======== Raw data

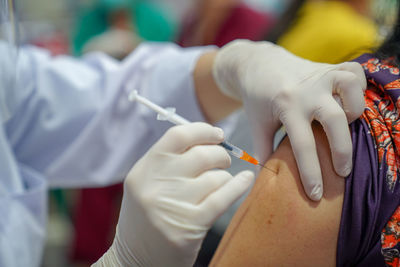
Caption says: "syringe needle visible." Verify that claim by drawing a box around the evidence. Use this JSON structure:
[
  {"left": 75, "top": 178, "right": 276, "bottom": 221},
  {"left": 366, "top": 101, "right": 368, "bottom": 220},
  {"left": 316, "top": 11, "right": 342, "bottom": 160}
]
[
  {"left": 257, "top": 163, "right": 278, "bottom": 174},
  {"left": 221, "top": 141, "right": 278, "bottom": 174}
]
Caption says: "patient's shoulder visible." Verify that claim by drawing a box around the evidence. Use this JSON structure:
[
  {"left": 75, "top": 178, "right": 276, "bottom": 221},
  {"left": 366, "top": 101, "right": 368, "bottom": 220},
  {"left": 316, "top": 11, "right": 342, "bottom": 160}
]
[{"left": 210, "top": 123, "right": 345, "bottom": 266}]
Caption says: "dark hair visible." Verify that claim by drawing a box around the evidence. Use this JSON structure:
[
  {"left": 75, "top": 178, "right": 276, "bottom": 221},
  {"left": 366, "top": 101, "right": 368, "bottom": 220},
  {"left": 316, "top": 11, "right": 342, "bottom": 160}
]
[
  {"left": 375, "top": 2, "right": 400, "bottom": 65},
  {"left": 264, "top": 0, "right": 306, "bottom": 43}
]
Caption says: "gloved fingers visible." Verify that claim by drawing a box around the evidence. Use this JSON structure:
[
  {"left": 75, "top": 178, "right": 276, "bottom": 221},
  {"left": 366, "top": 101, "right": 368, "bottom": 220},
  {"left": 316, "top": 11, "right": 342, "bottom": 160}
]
[
  {"left": 155, "top": 122, "right": 224, "bottom": 153},
  {"left": 282, "top": 113, "right": 323, "bottom": 201},
  {"left": 337, "top": 62, "right": 367, "bottom": 90},
  {"left": 330, "top": 70, "right": 365, "bottom": 123},
  {"left": 314, "top": 98, "right": 353, "bottom": 177},
  {"left": 179, "top": 145, "right": 231, "bottom": 176},
  {"left": 186, "top": 170, "right": 232, "bottom": 204},
  {"left": 196, "top": 170, "right": 254, "bottom": 226}
]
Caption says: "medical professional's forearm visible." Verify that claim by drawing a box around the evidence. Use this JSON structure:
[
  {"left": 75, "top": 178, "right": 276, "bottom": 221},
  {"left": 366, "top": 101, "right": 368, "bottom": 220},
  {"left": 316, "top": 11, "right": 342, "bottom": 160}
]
[
  {"left": 14, "top": 44, "right": 209, "bottom": 188},
  {"left": 193, "top": 51, "right": 242, "bottom": 124}
]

================

■ Exercise prompt:
Give back every entry in its exact wording, leaving the pictures out.

■ Response box:
Caption says: "syringe needle visible." Verify that claim by drawing a box around the evidence. Use this JSON structure:
[
  {"left": 75, "top": 178, "right": 276, "bottom": 221},
  {"left": 366, "top": 101, "right": 368, "bottom": 220},
  {"left": 316, "top": 11, "right": 342, "bottom": 160}
]
[
  {"left": 257, "top": 163, "right": 278, "bottom": 174},
  {"left": 221, "top": 141, "right": 278, "bottom": 174}
]
Caption says: "patient's shoulder visible." Verify that claim by drawing a box around the evidence. Use this JSON structure:
[
  {"left": 75, "top": 178, "right": 276, "bottom": 221},
  {"left": 366, "top": 101, "right": 368, "bottom": 220},
  {"left": 316, "top": 11, "right": 342, "bottom": 160}
]
[{"left": 210, "top": 123, "right": 345, "bottom": 266}]
Caption says: "dark hair visible." Verify that claim by drawing a box around the evidence. Use this JSON structure:
[
  {"left": 75, "top": 178, "right": 276, "bottom": 221},
  {"left": 366, "top": 101, "right": 368, "bottom": 220},
  {"left": 316, "top": 11, "right": 342, "bottom": 160}
]
[
  {"left": 375, "top": 2, "right": 400, "bottom": 65},
  {"left": 264, "top": 0, "right": 306, "bottom": 43}
]
Caption says: "gloved fingers visible." Verify that claim by drawing a box around the evidence. Use this JSON structure:
[
  {"left": 75, "top": 178, "right": 276, "bottom": 221},
  {"left": 366, "top": 101, "right": 368, "bottom": 220},
  {"left": 316, "top": 11, "right": 342, "bottom": 160}
]
[
  {"left": 155, "top": 122, "right": 224, "bottom": 153},
  {"left": 282, "top": 113, "right": 323, "bottom": 201},
  {"left": 337, "top": 62, "right": 367, "bottom": 90},
  {"left": 330, "top": 70, "right": 365, "bottom": 123},
  {"left": 314, "top": 98, "right": 353, "bottom": 177},
  {"left": 179, "top": 145, "right": 231, "bottom": 176},
  {"left": 186, "top": 170, "right": 232, "bottom": 204},
  {"left": 196, "top": 170, "right": 254, "bottom": 226}
]
Caption says: "medical professional's forearm visible." Verify that claim by drawing a box around the evidence. Use this JSON structure:
[
  {"left": 75, "top": 178, "right": 276, "bottom": 221},
  {"left": 366, "top": 101, "right": 368, "bottom": 220},
  {"left": 316, "top": 11, "right": 342, "bottom": 160}
]
[
  {"left": 14, "top": 44, "right": 209, "bottom": 188},
  {"left": 193, "top": 51, "right": 242, "bottom": 124}
]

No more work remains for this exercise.